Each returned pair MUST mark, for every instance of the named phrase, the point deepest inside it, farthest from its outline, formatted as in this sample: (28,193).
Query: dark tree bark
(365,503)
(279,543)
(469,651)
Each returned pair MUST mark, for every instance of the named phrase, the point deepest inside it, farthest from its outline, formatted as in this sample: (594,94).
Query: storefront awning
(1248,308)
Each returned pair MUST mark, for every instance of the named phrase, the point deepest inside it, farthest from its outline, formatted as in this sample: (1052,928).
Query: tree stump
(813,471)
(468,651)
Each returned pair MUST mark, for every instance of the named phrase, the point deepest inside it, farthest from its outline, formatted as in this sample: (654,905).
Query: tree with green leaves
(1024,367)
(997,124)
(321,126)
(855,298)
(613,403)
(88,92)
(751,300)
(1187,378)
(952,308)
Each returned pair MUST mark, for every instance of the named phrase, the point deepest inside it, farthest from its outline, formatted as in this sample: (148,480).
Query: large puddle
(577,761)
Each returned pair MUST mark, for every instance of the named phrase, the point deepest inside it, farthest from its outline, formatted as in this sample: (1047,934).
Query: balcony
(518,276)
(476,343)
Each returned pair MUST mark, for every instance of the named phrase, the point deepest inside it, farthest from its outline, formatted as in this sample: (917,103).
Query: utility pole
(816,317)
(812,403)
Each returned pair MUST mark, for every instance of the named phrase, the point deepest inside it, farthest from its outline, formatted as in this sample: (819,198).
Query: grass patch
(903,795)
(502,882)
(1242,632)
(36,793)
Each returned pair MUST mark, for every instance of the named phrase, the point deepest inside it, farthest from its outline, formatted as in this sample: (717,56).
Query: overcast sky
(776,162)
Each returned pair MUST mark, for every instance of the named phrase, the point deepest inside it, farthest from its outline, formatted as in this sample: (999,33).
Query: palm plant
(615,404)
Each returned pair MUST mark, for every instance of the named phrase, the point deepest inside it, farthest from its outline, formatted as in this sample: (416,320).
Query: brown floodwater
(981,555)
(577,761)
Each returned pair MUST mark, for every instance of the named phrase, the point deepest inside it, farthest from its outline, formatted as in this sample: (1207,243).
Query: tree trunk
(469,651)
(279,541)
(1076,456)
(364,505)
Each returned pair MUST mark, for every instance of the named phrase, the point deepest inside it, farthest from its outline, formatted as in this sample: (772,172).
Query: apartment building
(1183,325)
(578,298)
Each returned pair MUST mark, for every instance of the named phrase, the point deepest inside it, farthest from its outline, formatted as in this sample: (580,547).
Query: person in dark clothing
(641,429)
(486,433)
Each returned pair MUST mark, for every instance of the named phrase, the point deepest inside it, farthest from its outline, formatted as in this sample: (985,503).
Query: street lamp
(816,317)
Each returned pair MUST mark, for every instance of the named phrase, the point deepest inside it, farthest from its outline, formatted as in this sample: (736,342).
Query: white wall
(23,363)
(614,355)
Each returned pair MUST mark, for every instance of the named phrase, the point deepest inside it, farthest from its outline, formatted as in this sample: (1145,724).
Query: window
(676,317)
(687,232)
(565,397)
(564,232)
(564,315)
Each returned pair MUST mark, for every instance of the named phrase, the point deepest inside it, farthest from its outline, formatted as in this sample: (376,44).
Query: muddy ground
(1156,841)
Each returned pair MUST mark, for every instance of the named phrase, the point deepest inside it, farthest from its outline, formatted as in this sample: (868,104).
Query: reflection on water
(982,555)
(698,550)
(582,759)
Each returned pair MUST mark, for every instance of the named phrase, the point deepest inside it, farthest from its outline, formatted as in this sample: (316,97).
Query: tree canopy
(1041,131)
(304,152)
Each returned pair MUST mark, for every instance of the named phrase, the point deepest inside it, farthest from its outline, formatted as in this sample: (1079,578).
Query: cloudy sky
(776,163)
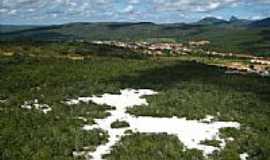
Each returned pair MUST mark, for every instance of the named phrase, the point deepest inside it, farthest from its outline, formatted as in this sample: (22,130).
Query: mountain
(261,23)
(211,21)
(239,22)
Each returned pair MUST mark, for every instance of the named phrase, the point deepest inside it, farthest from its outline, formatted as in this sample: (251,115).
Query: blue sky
(158,11)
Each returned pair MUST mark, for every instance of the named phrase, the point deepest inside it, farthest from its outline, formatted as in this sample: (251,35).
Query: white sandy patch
(243,156)
(190,132)
(35,104)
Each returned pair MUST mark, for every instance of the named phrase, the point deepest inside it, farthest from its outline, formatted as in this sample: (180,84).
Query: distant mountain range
(234,35)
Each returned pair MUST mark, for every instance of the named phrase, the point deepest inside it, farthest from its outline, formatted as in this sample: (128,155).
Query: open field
(186,89)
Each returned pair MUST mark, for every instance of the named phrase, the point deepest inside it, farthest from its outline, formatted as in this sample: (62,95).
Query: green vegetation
(236,37)
(119,124)
(186,89)
(152,147)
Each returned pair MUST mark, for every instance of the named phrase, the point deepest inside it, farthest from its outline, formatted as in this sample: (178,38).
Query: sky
(44,12)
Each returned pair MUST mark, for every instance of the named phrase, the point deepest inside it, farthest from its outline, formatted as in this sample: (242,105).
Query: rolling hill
(235,35)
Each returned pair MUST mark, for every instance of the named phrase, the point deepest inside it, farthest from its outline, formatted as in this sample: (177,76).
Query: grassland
(187,89)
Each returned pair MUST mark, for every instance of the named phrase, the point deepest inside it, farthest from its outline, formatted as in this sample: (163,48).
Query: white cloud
(129,8)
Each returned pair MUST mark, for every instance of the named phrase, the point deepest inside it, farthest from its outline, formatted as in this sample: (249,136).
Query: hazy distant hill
(261,23)
(235,35)
(211,21)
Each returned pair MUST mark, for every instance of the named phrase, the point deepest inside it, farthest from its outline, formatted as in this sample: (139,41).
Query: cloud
(191,5)
(148,10)
(127,9)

+--

**Exercise**
Output every entry exactly as given; pictures are not part of the copy.

**Exercise response**
Each returned pair MUST mark, for every instance of the named phrase, the point deepest inside it, farthest from its outline, formatted as in this sample: (28,193).
Query: dark tree bark
(365,503)
(279,543)
(469,651)
Each returned pair MUST mark, for every instance of the named phrase, the point deepest inside it, farthest from its outline, formatted as in this sample: (594,94).
Query: storefront awning
(1248,308)
Each returned pair MUST mark, for every instance of the named phrase, the point deepest inside it, farthest from its outline, formatted as in this sample: (1052,928).
Query: tree stump
(813,471)
(468,651)
Each returned pair MUST mark, for every instance of the named phrase, the point deepest inside it, farthest from its outline, formatted as in this sample: (654,905).
Query: tree with green leaves
(1024,367)
(997,124)
(321,126)
(855,298)
(613,403)
(88,92)
(751,300)
(1187,378)
(952,308)
Each returned pair MUST mark, for every instance of the named phrase, the point deepest inside it, farthest from its outline, formatted as in this sample: (148,480).
Query: large puddle
(577,761)
Each returned pair MUST mark, for every instance of the named phrase, the point deepest inside it, farthest from its outline, formatted as in this sample: (1047,934).
Query: balcony
(518,276)
(476,343)
Each returned pair MUST mark, for every instance of the named phrase, the point deepest inside it, farthest from its outline, formatted as in this sample: (917,103).
Query: utility pole
(816,317)
(812,403)
Each returned pair MUST mark, for every instance of the named phrase, the point deepest inside it, farthest from its outline, formatted as in this sample: (819,198).
Query: grass patch
(903,795)
(502,882)
(1242,632)
(36,793)
Each returned pair MUST mark, for every instance of the named phrase, the point deepest inside it, farthest from its outline, formatted as in this sample: (717,56).
Query: overcast sky
(776,162)
Each returned pair MUST mark, for every instance of the named phrase, the point deepest inside it, farthest from its outline, formatted as in this sample: (999,33).
Query: palm plant
(615,404)
Each returned pair MUST mark, for every instance of the named phrase, the point deepest inside it, farthest from its outline, formatted as in this sample: (416,320).
Query: brown floodwater
(981,555)
(577,761)
Each returned pair MUST mark, for every instance of the named phrase, the point deepest inside it, farthest from its outline, formatted as in this sample: (1207,243).
Query: tree trunk
(469,651)
(279,541)
(1076,456)
(364,505)
Each returned pair MUST mark, for every instance of the named phrase, the point deepest inside it, farthest from its outline, formatted as in this sample: (772,172).
Query: apartment building
(1183,325)
(578,298)
Each returned pair MUST mark, for every instance of the named phrase, the point deepest inside it, farthest from its outline, formatted as in this sample: (580,547).
Query: person in dark clothing
(641,429)
(486,433)
Each returned pair MUST mark, for every instance of the named phrase, the point deepest inside it, farthest from its outline, formatted as in this sample: (985,503).
Query: street lamp
(816,317)
Each returned pair MUST mark, for every instance of the named phrase, the point deepest inside it, farthest from its outline, formatted as in this sample: (736,342).
Query: white wall
(23,363)
(614,355)
Each returned pair MUST mark, for every instance of the named phrase, the point deepest inside it, farthest from its outline, formatted as in this sample: (1145,724).
Query: window
(676,317)
(687,232)
(565,397)
(564,232)
(564,315)
Each returned pair MUST mark, for every instance of the named phrase, the point deepest inside it, farthest from its outline, formatted as in this sample: (376,44).
Query: muddy ground
(1156,841)
Each returned pair MUST mark, for every instance of the named phrase, the point deepest inside it, farthest from its outline, formatted as in this sample: (868,104).
Query: reflection on water
(982,555)
(698,550)
(582,759)
Each returned pair MUST mark, for every instance of the named phrase, the point deepest inside it, farthest from its outline, formatted as in this sample: (316,97).
Query: tree canopy
(1041,131)
(304,152)
Each returned pair MUST mark, for every instance of the named phrase, the point deepest inside it, farthest from its outline, formatted as in this sample: (1079,578).
Query: cloudy sky
(776,163)
Each returned pair MUST mark, for every instance of the named phrase, the point deepest inside it, farthest from its outline, formatted as in this sample: (22,130).
Query: mountain
(261,23)
(211,21)
(239,22)
Each returned pair MUST mark, for every instance of the named phrase, the point deepest inside it, farthest from its outline, formatted as in this sample: (251,115).
Query: blue sky
(158,11)
Each returned pair MUST mark, for every instance of the named phrase, the point deepest inside it, farthest from its outline, formatted as in this sample: (251,35).
Query: white sandy patch
(243,156)
(190,132)
(35,104)
Each returned pair MUST mark, for every instance of the named phrase, the point deepest inside it, farthest from its outline, formatted as in this sample: (180,84).
Query: distant mountain range
(234,35)
Each returned pair MUST mark, for every instance of the named phrase, the point deepest inside it, farthest from its outline, formatted as in this sample: (128,155).
Query: open field
(186,89)
Each returned pair MUST mark, for every instance of the named phrase, the point deepest inside it, farthest from its outline, formatted as in this sample: (62,95).
Query: green vegetation
(236,37)
(119,124)
(186,89)
(152,147)
Each returned pair MUST mark, for every instance of the named phrase, the point deepest inside it, farthest from its outline, formatted as in this sample: (178,38).
Query: sky
(44,12)
Each returned pair MUST mark, for every instance of the named phrase, the point deepest inside it, farthest from its outline, formatted as in this sample: (242,105).
Query: rolling hill
(235,35)
Each returned pair MUST mark, for every instance of the named phrase, the point deepest inside it, farthest from its outline, formatted as in this sample: (177,76).
Query: grassland
(187,89)
Each returned pair MUST mark, for every instance of the named phrase, the point deepest inside it, farthest from its outline, formatted as in this sample: (163,48).
Query: white cloud
(129,8)
Each returned pair MUST mark, for every instance of the named phrase, the point deepest inside it, farthest from its outline, formatted as in this sample: (249,136).
Query: hazy distant hill
(261,23)
(235,35)
(211,21)
Each returned pair MUST mark, for every instance of the named phrase, the point deepest inside it, farthest from its outline, formatted as in this sample: (139,41).
Query: cloud
(191,5)
(148,10)
(127,9)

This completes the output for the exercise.